───── EXCERPT

1. Can you tell my readers a little about yourself and your background?

‘Writer and wilderness lover with a patchwork life’ is how I describe myself on Twitter. Born in Nigeria, I grew up in an aboriginal community on the Tiwi Islands north of Australia. I was eleven when my family moved to England and after graduating in modern languages from Oxford, my travels began again and I spent a number of years in Argentina and Kenya, before moving to Spain, where I live on a volcanic stretch of coastline in Andalucía.

Professionally, I started as an English language teacher, moving into a variety of roles over the years, all connected to international education, or learning & development projects around anti-discrimination and leadership during the time I spent in Africa.

Writing has been a lifelong passion, fuelled by a fascination with what shapes us and our sense of who we are – which I’m sure is partly driven by the mish-mash of cultures and landscapes in my own life!

2. Can you tell us about Yellow Room?

Yellow Room is a drama that explores the power of secrets, the forces that mould our sense of personal identity, the grey areas that flow between the boundaries of relationships. It is set in England and Kenya, with a poignant insight into the 2008 post-election crisis that took over a thousand lives.

3. What inspired the book?

Yellow Room was born from a very simple idea which I cannot share without giving too much away! But it grew out of a fascination with what creates our sense of who we are and whether the ‘I’ we believe in really exists or is just an illusion. And secrets! Why are we so fascinated by them? Why do we have them? Secrets are insidious, powerful, pervasive, also a clue to our sense of personal identity if we listen to them –  and I wanted to explore their power through the lives of my characters in Yellow Room.

I also wanted to explore the way our inner world interacts with and can be affected by another culture and external events around us and I did this against the backdrop of Kenya, where I was living when I wrote the first draft of the book. Much of the insight into the historical events, as well as the lives of street kids in Naivasha, is inspired by personal experience.

4. When writing, are you an architect who researches and plans everything in advance or a gardener who plants an idea and allows it to develop organically?

Definitely a gardener – and I love this image! I start with a vision of the tree I want to create and then rather blindly plant the seed that I hope will bear fruit, watering and nurturing my idea along the way, but also aware that the tree may turn out to look quite different to what I had initially envisaged, as it grows.

5. What is your favourite thing about being a writer?

It doesn’t happen all the time of course, but those special moments when you achieve a state of flow that is almost like being in a trance, when words just seem to wash through you and it feels as though you are just a vessel for the characters on your page to speak through. There is something very earthy and connected about that feeling, the sheer wonder of creativity.

6. And your least favourite?

Eternally brushing that monkey off your shoulder, the one who looks down at what you’re writing and says, that’s a pile of crap, who do you think you are? Or even, very occasionally, wow that’s amazing. I know that this monkey is not what I need – he can come out later and behave appropriately when it gets to editing but I don’t want him around when I’m writing.

7. Do you enjoy using social media?

I am a social media novice really. If social media were someone I was dating, I would say that I’m not quite sure what I think of him yet. He makes me feel connected, shows me the glamour of a bigger world and yet I am shy in his company and not sure I can trust him yet…

8. How actively do you seek out reviews of your books?

──────────
───── SUPPLIED RECORDS

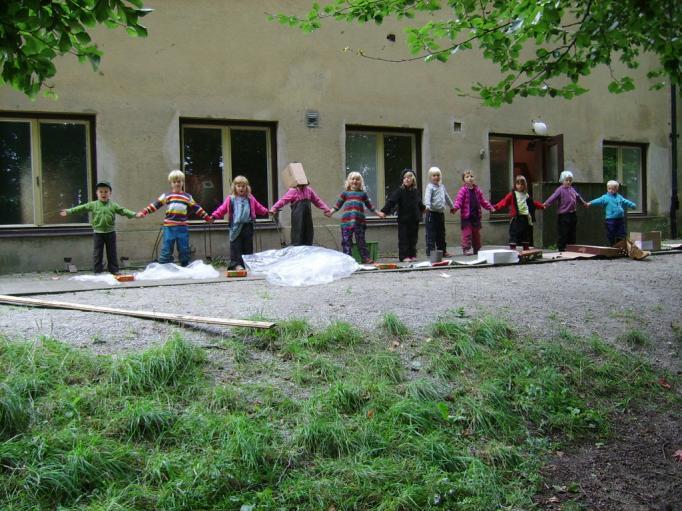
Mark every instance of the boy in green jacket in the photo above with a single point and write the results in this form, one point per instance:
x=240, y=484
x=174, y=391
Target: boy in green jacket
x=103, y=222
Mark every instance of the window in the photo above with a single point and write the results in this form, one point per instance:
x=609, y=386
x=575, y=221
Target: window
x=625, y=164
x=45, y=166
x=215, y=153
x=380, y=156
x=538, y=159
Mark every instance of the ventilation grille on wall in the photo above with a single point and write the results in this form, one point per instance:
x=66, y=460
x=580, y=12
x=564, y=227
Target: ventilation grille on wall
x=312, y=119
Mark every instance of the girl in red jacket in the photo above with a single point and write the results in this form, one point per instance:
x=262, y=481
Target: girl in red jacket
x=522, y=212
x=240, y=210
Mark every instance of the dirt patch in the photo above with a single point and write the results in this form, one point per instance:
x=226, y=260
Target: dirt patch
x=634, y=471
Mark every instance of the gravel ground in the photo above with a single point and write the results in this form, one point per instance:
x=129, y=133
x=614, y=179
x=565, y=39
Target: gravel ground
x=605, y=297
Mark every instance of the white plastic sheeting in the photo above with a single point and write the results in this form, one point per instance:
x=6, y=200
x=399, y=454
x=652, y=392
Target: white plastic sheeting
x=301, y=266
x=196, y=270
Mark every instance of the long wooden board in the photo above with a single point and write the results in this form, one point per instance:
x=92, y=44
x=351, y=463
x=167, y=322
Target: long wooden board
x=34, y=302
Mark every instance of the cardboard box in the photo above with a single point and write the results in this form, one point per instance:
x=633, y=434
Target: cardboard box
x=294, y=175
x=499, y=256
x=650, y=240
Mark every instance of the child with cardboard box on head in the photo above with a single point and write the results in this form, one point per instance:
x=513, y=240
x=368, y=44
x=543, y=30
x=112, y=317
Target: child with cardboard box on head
x=103, y=223
x=614, y=209
x=178, y=204
x=300, y=195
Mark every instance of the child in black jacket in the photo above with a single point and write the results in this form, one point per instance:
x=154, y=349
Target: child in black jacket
x=407, y=200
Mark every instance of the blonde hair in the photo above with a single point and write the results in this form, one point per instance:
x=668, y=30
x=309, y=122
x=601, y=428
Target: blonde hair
x=351, y=175
x=176, y=175
x=240, y=180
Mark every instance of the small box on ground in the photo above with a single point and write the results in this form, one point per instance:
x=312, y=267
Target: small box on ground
x=499, y=256
x=294, y=175
x=596, y=250
x=649, y=240
x=372, y=248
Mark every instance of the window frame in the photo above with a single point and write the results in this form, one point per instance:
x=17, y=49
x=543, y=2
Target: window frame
x=643, y=147
x=416, y=135
x=225, y=125
x=35, y=119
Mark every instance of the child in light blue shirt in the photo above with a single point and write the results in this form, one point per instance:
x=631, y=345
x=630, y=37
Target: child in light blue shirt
x=614, y=205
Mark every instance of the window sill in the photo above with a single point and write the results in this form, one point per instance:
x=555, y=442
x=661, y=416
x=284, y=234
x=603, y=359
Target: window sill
x=29, y=232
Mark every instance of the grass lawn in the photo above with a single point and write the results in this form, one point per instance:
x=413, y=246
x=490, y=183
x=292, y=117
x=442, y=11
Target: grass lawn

──────────

*TASK INSTRUCTIONS*
- a) According to the author interview, where did the writer grow up?
- b) Go on with the author interview, picking up after its last line.

*ANSWERS TO THE TASKS*
- a) In an aboriginal community on the Tiwi Islands north of Australia.

- b)
I read reviews with real curiosity to see how individuals react to my books, aware that everyone will respond differently and loving the various nuances that come through. Whether they are heart-warming, challenging, insightful – full of praise or even damning – reviews are life-affirming for a writer I think. Because at the end of the day writing is only one part of the process; being read is the other. And the insight into a reader’s response is a true privilege.

9. What do you choose to do when you wish to treat yourself?

Gosh, anything from a massage, or a sundowner somewhere beautiful with a friend, to meditating on a cliff overlooking the sea.

10. What books have you read and enjoyed recently?

Ruth Ozeki’s A Tale for The Time Being was a book I found intriguing; I love the way she explores and crosses the boundaries between past and present, between fact and fiction, between writer and reader.

Amanda Jennings is a writer fascinated by the different identities we all have inside us and what trauma and twists can do to wake these up and this is born out again by her latest novel, In Her Wake, which I thoroughly enjoyed.

Haruki Murakami’s South of the Border, West of the Sun was a delicious recent read; the almost dream-like way he uses language and the poignant exploration of buried love and longing.

11. Who would you like to sit down to dinner with, real or from fiction?

Gosh, that’s a difficult question, there are so many – real and fictitious!

Carmen de Burgos was a Spanish author and feminist activist born in 1867. She was an extraordinary and brave character, one of those people who make history, a woman who fought for freedom at a time and place where women were far from free. And she was born in the village of Rodalquilar, where I live in southern Spain, so it would be fascinating if she could time travel now to sit down with me for dinner at a local restaurant in the place of her birth.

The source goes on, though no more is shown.